> Written problem
State how many lines of the listing below contain the string "chrome", giving only the number.

> Records provided
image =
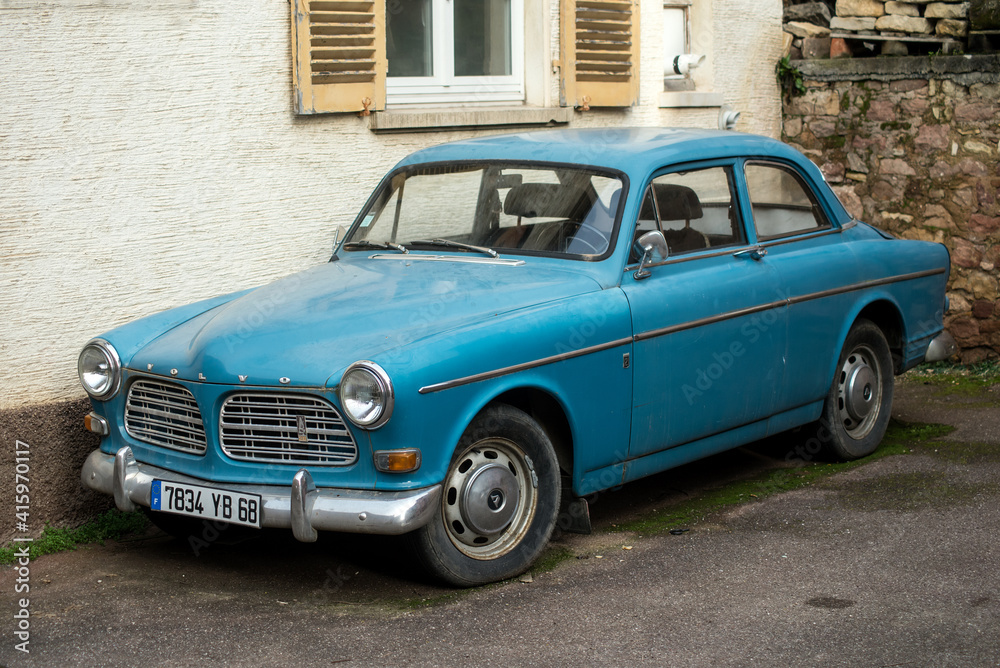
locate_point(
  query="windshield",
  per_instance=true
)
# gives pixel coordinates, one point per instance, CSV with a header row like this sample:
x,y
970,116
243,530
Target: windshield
x,y
508,208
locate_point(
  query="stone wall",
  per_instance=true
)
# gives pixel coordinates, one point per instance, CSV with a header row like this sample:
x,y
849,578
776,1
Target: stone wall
x,y
911,146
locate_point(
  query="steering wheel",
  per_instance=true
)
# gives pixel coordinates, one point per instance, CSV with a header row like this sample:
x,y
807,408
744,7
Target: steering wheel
x,y
594,233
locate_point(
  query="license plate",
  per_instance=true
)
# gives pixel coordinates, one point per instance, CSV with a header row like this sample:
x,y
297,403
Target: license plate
x,y
206,502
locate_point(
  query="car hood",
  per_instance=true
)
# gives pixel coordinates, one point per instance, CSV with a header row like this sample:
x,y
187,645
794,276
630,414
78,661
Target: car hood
x,y
309,326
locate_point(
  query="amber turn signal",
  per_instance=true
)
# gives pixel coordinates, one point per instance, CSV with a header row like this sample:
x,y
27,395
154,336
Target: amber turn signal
x,y
397,461
95,423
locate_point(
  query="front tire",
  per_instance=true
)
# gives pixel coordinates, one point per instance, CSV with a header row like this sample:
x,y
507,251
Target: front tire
x,y
857,407
499,503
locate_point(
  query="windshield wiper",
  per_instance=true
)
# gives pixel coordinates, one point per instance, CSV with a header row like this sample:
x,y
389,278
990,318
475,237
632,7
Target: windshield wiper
x,y
365,243
456,244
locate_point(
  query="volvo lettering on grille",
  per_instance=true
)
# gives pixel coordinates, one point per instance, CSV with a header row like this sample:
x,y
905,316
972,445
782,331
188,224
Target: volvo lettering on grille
x,y
285,429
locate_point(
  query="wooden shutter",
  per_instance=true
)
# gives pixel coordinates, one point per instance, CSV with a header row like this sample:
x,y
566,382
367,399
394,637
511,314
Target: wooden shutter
x,y
339,62
600,53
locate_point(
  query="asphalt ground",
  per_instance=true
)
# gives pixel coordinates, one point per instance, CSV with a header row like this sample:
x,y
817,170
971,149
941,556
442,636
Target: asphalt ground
x,y
893,562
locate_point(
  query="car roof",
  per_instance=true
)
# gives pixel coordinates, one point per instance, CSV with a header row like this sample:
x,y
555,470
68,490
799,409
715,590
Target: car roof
x,y
635,151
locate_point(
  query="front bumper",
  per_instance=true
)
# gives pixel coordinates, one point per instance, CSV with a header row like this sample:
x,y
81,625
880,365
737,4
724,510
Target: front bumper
x,y
302,507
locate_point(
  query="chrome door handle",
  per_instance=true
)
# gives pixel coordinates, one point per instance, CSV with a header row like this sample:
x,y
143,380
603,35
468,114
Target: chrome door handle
x,y
754,252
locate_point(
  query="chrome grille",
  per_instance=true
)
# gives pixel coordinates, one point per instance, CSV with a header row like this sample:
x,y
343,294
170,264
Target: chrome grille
x,y
285,429
164,414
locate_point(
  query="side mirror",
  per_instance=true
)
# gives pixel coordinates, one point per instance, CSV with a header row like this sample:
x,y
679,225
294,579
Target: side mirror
x,y
651,242
338,236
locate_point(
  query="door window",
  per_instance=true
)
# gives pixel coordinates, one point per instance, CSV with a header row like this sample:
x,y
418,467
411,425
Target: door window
x,y
694,210
782,204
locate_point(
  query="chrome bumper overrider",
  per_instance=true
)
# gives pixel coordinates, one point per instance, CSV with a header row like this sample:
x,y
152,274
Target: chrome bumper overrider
x,y
942,347
302,507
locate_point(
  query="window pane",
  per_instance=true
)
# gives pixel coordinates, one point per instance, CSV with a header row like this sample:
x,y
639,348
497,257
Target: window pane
x,y
674,36
696,210
408,38
781,203
482,38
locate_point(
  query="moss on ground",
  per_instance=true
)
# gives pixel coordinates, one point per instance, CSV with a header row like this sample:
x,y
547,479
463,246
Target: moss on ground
x,y
900,438
972,381
907,492
112,525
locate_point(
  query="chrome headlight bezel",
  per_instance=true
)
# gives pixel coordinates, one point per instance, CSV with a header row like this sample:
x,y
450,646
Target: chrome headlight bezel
x,y
105,350
367,372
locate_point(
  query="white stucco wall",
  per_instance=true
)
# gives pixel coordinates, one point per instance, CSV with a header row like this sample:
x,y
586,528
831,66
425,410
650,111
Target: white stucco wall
x,y
149,157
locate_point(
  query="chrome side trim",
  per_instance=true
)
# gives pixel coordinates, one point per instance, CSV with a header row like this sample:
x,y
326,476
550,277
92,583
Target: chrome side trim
x,y
651,334
788,301
448,258
728,250
487,375
325,509
663,331
864,285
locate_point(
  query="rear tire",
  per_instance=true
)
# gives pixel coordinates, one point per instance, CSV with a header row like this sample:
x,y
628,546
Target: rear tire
x,y
499,503
857,407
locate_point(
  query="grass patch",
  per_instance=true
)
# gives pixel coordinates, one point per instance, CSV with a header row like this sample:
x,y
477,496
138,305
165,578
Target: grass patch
x,y
112,525
900,438
970,380
963,453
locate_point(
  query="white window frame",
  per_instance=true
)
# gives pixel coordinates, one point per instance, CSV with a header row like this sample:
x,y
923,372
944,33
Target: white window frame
x,y
444,87
685,7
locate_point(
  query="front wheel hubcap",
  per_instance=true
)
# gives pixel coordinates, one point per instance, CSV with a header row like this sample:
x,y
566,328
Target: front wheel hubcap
x,y
490,499
859,392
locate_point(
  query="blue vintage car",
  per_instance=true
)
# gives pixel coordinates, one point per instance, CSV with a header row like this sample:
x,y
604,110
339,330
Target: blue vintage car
x,y
512,323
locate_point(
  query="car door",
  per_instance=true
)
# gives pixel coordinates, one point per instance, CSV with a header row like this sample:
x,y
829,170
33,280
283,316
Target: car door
x,y
814,265
708,321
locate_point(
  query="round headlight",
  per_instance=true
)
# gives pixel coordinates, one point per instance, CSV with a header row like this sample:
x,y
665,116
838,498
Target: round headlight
x,y
99,369
366,394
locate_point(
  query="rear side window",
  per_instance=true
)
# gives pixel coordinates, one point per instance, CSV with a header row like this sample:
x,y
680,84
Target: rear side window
x,y
782,203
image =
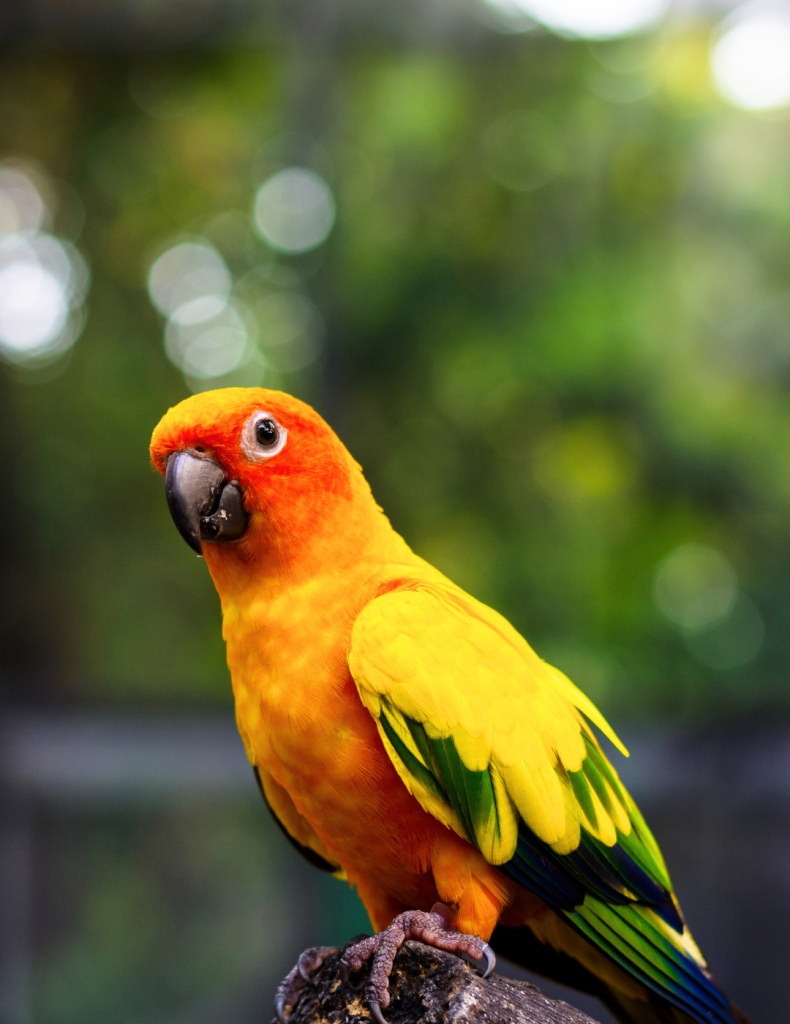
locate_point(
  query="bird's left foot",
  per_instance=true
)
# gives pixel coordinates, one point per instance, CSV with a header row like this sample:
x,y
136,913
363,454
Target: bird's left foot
x,y
289,989
433,929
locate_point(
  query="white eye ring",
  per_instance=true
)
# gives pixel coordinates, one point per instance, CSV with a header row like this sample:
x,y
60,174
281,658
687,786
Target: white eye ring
x,y
252,448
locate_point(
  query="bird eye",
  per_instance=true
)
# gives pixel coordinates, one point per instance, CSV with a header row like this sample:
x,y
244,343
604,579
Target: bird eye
x,y
266,433
262,436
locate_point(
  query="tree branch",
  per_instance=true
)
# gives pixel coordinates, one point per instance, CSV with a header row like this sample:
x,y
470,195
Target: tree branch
x,y
429,987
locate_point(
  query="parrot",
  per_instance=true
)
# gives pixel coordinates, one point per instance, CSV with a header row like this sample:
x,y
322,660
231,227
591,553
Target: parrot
x,y
406,736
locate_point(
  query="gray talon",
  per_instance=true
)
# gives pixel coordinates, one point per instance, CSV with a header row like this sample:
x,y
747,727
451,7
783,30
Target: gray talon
x,y
303,964
375,1012
491,960
280,1007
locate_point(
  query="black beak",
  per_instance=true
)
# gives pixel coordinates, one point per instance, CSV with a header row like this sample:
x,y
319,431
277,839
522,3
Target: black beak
x,y
203,504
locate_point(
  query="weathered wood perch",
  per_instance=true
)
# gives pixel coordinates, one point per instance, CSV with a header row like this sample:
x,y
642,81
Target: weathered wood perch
x,y
430,987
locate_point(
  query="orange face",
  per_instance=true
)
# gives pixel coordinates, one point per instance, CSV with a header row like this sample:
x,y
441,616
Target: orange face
x,y
257,456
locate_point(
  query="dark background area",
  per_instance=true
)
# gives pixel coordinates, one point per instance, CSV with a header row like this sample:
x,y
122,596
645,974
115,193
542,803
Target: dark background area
x,y
540,286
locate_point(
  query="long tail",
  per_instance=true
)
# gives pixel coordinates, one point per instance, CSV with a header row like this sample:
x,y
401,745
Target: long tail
x,y
521,946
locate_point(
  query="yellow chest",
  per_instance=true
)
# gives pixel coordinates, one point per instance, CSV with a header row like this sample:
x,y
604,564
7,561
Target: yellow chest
x,y
296,706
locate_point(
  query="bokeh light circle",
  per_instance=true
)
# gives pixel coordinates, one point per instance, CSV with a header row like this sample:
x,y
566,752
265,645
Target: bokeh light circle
x,y
695,587
592,18
751,61
208,348
294,210
190,281
33,307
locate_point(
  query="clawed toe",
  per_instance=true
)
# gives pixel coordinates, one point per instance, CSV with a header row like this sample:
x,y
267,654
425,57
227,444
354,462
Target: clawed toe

> Reply to the task
10